__WORK INSTRUCTION__
Would you please retype the records that follow, word for word?

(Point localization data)

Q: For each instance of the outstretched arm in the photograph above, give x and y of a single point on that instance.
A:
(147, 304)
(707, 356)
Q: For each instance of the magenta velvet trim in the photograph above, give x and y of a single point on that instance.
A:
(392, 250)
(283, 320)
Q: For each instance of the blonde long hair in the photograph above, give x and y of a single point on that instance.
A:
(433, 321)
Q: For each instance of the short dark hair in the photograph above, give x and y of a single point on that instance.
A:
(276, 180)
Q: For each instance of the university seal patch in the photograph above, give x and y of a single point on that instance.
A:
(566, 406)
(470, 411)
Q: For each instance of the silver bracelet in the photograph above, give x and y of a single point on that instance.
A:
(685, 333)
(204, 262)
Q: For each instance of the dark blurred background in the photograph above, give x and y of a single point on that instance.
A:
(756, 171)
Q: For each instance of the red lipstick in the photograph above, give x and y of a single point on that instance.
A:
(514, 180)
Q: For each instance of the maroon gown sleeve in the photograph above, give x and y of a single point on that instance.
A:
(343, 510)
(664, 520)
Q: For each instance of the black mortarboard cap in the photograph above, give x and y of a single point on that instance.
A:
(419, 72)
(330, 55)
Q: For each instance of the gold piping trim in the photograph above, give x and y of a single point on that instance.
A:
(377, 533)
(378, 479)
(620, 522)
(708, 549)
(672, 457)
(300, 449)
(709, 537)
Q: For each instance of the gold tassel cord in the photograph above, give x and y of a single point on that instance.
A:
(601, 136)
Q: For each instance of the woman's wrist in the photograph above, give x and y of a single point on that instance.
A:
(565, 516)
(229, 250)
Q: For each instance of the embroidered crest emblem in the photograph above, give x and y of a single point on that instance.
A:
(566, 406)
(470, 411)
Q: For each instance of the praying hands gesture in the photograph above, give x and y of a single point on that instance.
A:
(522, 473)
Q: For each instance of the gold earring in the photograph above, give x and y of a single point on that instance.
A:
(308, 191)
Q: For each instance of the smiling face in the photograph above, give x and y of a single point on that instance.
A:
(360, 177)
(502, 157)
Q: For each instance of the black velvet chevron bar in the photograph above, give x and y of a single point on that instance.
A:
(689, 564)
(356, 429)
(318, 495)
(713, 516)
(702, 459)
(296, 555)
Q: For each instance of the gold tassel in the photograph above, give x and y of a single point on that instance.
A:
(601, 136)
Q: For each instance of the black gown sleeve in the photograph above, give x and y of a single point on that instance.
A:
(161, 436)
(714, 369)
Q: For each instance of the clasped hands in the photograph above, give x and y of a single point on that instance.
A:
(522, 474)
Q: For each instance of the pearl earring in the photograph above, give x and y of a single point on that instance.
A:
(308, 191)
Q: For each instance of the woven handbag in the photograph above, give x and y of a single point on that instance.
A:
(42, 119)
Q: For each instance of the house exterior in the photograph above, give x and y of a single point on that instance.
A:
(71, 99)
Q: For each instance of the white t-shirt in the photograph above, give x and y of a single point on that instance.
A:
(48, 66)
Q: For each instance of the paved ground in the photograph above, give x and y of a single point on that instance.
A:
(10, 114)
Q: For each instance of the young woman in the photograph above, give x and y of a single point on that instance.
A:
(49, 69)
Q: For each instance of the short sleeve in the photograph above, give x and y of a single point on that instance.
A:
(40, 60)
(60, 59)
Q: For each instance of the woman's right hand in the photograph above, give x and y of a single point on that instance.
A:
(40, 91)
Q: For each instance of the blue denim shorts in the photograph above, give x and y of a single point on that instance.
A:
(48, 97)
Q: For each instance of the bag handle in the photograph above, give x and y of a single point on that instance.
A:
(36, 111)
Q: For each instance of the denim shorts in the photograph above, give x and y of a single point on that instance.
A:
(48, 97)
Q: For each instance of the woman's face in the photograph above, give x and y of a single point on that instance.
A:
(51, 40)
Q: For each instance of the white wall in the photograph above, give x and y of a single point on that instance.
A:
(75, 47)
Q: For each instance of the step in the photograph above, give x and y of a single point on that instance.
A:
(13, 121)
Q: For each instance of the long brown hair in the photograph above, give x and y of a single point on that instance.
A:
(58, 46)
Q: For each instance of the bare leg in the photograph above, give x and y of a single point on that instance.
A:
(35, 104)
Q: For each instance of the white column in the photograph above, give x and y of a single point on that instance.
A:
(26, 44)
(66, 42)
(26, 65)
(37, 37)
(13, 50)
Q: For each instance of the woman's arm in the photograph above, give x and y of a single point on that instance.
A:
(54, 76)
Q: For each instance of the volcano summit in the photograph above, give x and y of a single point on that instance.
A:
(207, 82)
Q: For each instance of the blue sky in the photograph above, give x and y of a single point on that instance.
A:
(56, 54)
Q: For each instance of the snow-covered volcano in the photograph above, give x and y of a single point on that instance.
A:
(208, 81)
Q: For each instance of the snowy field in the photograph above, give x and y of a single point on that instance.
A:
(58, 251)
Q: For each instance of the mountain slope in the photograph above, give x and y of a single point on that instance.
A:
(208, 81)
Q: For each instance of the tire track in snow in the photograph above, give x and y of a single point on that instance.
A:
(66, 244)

__TASK SOLUTION__
Q: For each instance of the outstretched arm in the photograph above, give x and y of a single point on that instance.
A:
(147, 304)
(707, 356)
Q: For each instance of the magenta velvet trim in the photograph above, give x and y of a single point on that instance.
A:
(392, 250)
(283, 320)
Q: For each instance of the blonde long hair in the photograph above, give x and y of a single point on that instance.
A:
(433, 321)
Q: For each instance of the short dark hair in the photograph above, give x and y of a single point on that instance.
A:
(276, 180)
Q: For each instance of the university seal patch in the photograph above, give x and y of a single point on that instance.
A:
(566, 406)
(470, 411)
Q: For each instance of the silver bracelet in the photograph above, give x and y of a single point on that instance.
A:
(685, 333)
(204, 262)
Q: For each instance of the dark blurred background in the photograph above, give x and y of a single point on that instance.
A:
(756, 171)
Q: For each instance of the red lipstick in the photograph above, give x and y of a single point on that instance.
A:
(514, 180)
Q: For each instance of the maroon gown sleeve in the photograph above, give x and y of a single point on that instance.
A:
(343, 510)
(664, 520)
Q: For each instance of the black mortarboard cap in the photograph above, give x and y of a single point on that instance.
A:
(419, 72)
(330, 55)
Q: For each instance of the gold piping trim in the photograph above, give x and y of a single point on that instance.
A:
(377, 533)
(378, 479)
(620, 522)
(708, 549)
(672, 457)
(300, 449)
(709, 537)
Q: For each instance of the gold tassel cord in the photograph above, give x and y of a single point on that instance.
A:
(601, 136)
Q: For each instance of the woman's wrist in the photograph above, give x and y of a single point on that instance.
A:
(565, 516)
(229, 250)
Q: For each instance of the embroidered crest emblem in the photograph above, give x and y of a single point on that instance.
A:
(566, 406)
(470, 411)
Q: For each instance of the praying hands gesture in the photograph above, give x and y of a single point on that instance.
A:
(522, 473)
Q: For each instance of the gold earring in the photograph above, give x and y of a single point on that instance.
A:
(308, 191)
Q: For each instance of the smiling face in the photograph above, give x and y of a single point on that instance.
A:
(360, 177)
(502, 157)
Q: For each instance of the black velvet chevron bar in the photograph above, give x and y of a single point on that instance.
A:
(689, 564)
(356, 429)
(318, 495)
(713, 516)
(702, 459)
(296, 555)
Q: For each instance of the gold tassel in the photograph above, give x and y of a single point on that instance.
A:
(601, 136)
Q: For each instance of the black gown sleeve in the photograph above, give x and y of a single point on that instance.
A:
(161, 436)
(714, 369)
Q: For each instance of the clasped hands in the photograph above, give x and y of a single point on that instance.
A:
(522, 474)
Q: For each instance of the pearl earring in the photograph above, give x and y of a single point on that instance.
A:
(308, 191)
Q: For each instance of the woven handbag in the photograph above, give x and y of a single point on that instance.
A:
(42, 119)
Q: For each instance of the house exterior in the photograph above, give x and y of a single point on that instance.
A:
(71, 99)
Q: For each instance of the white t-shirt in the photograph above, give x and y of a single point on that instance.
A:
(48, 66)
Q: For each instance of the paved ground in the photograph above, give x and y of a single point on that instance.
A:
(10, 114)
Q: For each instance of the young woman in the photograph above, give x and y of a single point on that instance.
A:
(49, 69)
Q: For each instance of the short sleeve in the photograph above, give x and y of a single point on that instance.
A:
(40, 60)
(60, 59)
Q: For each instance of the woman's right hand in the photograph above, give x and y of a single point on that instance.
A:
(40, 91)
Q: For each instance of the blue denim shorts in the photograph above, give x and y of a single point on that instance.
A:
(48, 97)
Q: For each instance of the bag handle in the photograph above, give x and y of a single point on that instance.
A:
(36, 111)
Q: For each instance of the denim shorts in the photograph above, give x and y of a single point on that instance.
A:
(48, 97)
Q: For each instance of the woman's face in the photograph above, give x and y of a single point on that instance.
A:
(51, 40)
Q: For each instance of the white wall in the photograph above, give x and y of a single point on that instance.
A:
(75, 47)
Q: For each instance of the step in the photograph above, give x and y of a single point on that instance.
A:
(13, 121)
Q: For each instance of the long brown hair in the photograph above, give x and y of a single point on that instance.
A:
(58, 46)
Q: For each instance of the bare leg in the photograph above, give x and y of a single point on that instance.
A:
(35, 104)
Q: For each instance of the white column in the photograph above, give x and y of a single point on that instance.
A:
(26, 44)
(66, 42)
(26, 65)
(37, 37)
(13, 50)
Q: For each instance of the woman's arm in the photograph above, give x and y of a single point on that instance.
A:
(54, 76)
Q: For each instance of the volcano summit in the photograph above, give x and y of a single point on that instance.
A:
(207, 82)
Q: For each instance of the blue sky in the photograph above, give x and y of a single point on that instance.
A:
(56, 54)
Q: For each instance of the snow-covered volcano in the photograph above, give x and y of a single point on that instance.
A:
(208, 81)
Q: For each instance of the snowy field in the photograph above, give x and y of a single point on that instance.
A:
(58, 251)
Q: For each instance of the mountain slope in the photograph above, give x and y of a single point on that instance.
A:
(208, 81)
Q: For each instance of the tire track in snow in the photograph above, give x and y of a single point on that instance.
A:
(66, 244)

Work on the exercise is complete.